In an attempt to overcome the recessionary fallout and pervasive illiquidity causing the real estate crisis, many leaders in the industry have cut their budgets to the bone and have been forced to downsize. Now, says Ferguson, companies must implement another business strategy — a focus on leadership and building a leadership bench within their companies.
“There has never been a more important time for leadership,” he asserts. “To be successful in this changing business environment, today’s leaders must understand that the size and profitable growth of their organizations demand values-based leadership as well as a focus on creating and building organizations that care for, nurture, and educate their people.”
To rebuild America’s largest industry, today’s leaders must avoid the mistakes that led to the real estate market’s recent struggles. Here are some of the most damaging:
MISTAKE #1: Letting your ego get the best of you.
Pre-Real Estate Bubble: Television shows and films exaggerate and embroider the stock character of the real estate mogul — the bold opportunist with a glamorous but sometimes fatal mix of arrogance, intolerance, and unchecked ego. Unfortunately, egos of this nature were all too real at some organizations. As the bubble inflated, some executives — many supported by outrageous salaries and bonuses — made closed-door deals and involved their companies in fuzzy financial deals whose potentially huge payoffs were saddled with huge risks that eventually harmed many of their companies.
As We Rise from the Rubble: “Egocentric leaders who blur the lines between personal and corporate interests or who are intolerant of the perspectives of others should not be welcomed at today’s real estate companies,” says Ferguson. “High-performing CEOs recognize that gaining the confidence and loyalty of all employees is one of their most important objectives — they need to show a firm command of issues and develop a strategy that works. These CEOs understand that time spent creating a high-profile public persona can often be distracting and counterproductive.”

* ITEMS:
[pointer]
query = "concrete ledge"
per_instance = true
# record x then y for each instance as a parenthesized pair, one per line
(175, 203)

* TASKS AND EXERCISES:
[a] Check these statements against the excerpt on real estate leadership mistakes. For each, answer yes or no and quote the deciding words from the excerpt. (i) Many leaders in the industry have cut their budgets and downsized. (ii) Ferguson advises high-performing CEOs to build a high-profile public persona. (iii) The excerpt calls real estate America's largest industry.
[b] Carry on the excerpt on real estate leadership mistakes, starting after its final sentence.

* RESPONSES FOR EACH TASK:
[a]
(i) Yes: "many leaders in the industry have cut their budgets to the bone and have been forced to downsize."
(ii) No: "time spent creating a high-profile public persona can often be distracting and counterproductive."
(iii) Yes: "To rebuild America’s largest industry."

[b]
Jeff Furber of AEW Capital Management, one of the global investment managers, proffers, “My goal is to become dispensable.” In fact, many of Furber’s successful peers steer clear of the spotlight, avoiding regal trappings and attention. They win subordinates over by hard work, incisive decision making, and concern for others. Effective leadership styles lean on modest, self-effacing, and understated qualities as well as the confidence to credit success to others.
MISTAKE #2: Allowing intra-organization competition to hurt the company.
Pre-Real Estate Bubble: Too many organizations (homebuilders, mortgage finance firms, etc.) paid their people to originate volume, not to underwrite risk!
As We Rise from the Rubble: “Many real estate businesses revolve around investment transactions or sales forces,” says Ferguson. “The individuals on these teams are typically provided incentives for production volume, and the more successful organizations orient these employees as coworkers and collaborators rather than competitors. Bottom line: company performance targets need to take priority over individual achievement.”
Dan Smith, who ran the commercial mortgage debt business in North America for GE Capital, explains, “Our people understand they need to perform up to expectations, but the culture does not pit them against one another.” And Mark Patterson, formerly of Merrill Lynch, reminded his transaction group constantly that “competition is in the marketplace and cannot be in our ranks.”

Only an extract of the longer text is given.